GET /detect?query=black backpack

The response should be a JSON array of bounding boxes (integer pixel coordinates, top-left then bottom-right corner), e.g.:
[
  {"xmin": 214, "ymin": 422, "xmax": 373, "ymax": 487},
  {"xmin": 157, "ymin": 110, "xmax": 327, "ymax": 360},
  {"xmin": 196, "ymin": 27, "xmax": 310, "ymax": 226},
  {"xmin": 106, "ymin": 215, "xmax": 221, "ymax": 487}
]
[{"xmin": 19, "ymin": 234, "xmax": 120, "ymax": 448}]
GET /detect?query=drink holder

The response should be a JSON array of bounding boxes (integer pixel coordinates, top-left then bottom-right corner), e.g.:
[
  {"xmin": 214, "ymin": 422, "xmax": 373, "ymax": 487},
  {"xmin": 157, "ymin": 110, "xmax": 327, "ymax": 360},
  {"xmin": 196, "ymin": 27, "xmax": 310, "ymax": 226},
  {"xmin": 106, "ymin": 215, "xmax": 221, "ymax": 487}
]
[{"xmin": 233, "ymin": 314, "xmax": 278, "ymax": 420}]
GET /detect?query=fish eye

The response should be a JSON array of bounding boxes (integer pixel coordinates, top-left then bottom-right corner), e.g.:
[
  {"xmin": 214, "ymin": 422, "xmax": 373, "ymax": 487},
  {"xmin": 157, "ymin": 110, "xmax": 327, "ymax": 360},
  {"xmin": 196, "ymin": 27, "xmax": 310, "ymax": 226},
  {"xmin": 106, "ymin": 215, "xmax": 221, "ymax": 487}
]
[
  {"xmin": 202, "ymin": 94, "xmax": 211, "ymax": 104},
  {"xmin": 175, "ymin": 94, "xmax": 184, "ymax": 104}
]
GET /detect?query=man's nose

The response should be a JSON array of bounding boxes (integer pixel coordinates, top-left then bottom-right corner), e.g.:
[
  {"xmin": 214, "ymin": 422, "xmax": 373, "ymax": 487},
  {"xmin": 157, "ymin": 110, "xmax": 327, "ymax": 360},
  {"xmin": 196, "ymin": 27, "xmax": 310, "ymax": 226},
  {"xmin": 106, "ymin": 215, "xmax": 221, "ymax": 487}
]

--------------------

Exactly as shown above, return every record.

### WRITTEN REPLY:
GET /detect?query=black backpack

The response should be a JSON array of bounding boxes (integer pixel coordinates, top-left then bottom-right corner), e.g.:
[
  {"xmin": 214, "ymin": 422, "xmax": 373, "ymax": 487},
  {"xmin": 157, "ymin": 110, "xmax": 327, "ymax": 360},
  {"xmin": 196, "ymin": 27, "xmax": 310, "ymax": 226},
  {"xmin": 106, "ymin": 215, "xmax": 221, "ymax": 487}
]
[{"xmin": 19, "ymin": 234, "xmax": 120, "ymax": 448}]
GET /detect?query=drink holder

The response should be a JSON array of bounding boxes (integer pixel coordinates, top-left then bottom-right corner), e.g.:
[
  {"xmin": 214, "ymin": 422, "xmax": 373, "ymax": 487},
  {"xmin": 157, "ymin": 110, "xmax": 327, "ymax": 360},
  {"xmin": 196, "ymin": 27, "xmax": 310, "ymax": 226},
  {"xmin": 106, "ymin": 215, "xmax": 221, "ymax": 487}
]
[{"xmin": 233, "ymin": 314, "xmax": 278, "ymax": 420}]
GET /detect?query=fish eye

The response should be a JSON array of bounding boxes (integer pixel coordinates, top-left then bottom-right corner), e.g.:
[
  {"xmin": 214, "ymin": 422, "xmax": 373, "ymax": 487},
  {"xmin": 157, "ymin": 110, "xmax": 327, "ymax": 360},
  {"xmin": 196, "ymin": 27, "xmax": 310, "ymax": 226},
  {"xmin": 106, "ymin": 215, "xmax": 221, "ymax": 487}
]
[
  {"xmin": 202, "ymin": 94, "xmax": 211, "ymax": 104},
  {"xmin": 175, "ymin": 94, "xmax": 184, "ymax": 104}
]
GET /detect?query=man's nose

The response should be a JSON array of bounding boxes (integer pixel coordinates, top-left then bottom-right corner), e.g.:
[
  {"xmin": 214, "ymin": 422, "xmax": 373, "ymax": 487},
  {"xmin": 157, "ymin": 110, "xmax": 327, "ymax": 360},
  {"xmin": 196, "ymin": 27, "xmax": 310, "ymax": 226},
  {"xmin": 106, "ymin": 215, "xmax": 221, "ymax": 487}
]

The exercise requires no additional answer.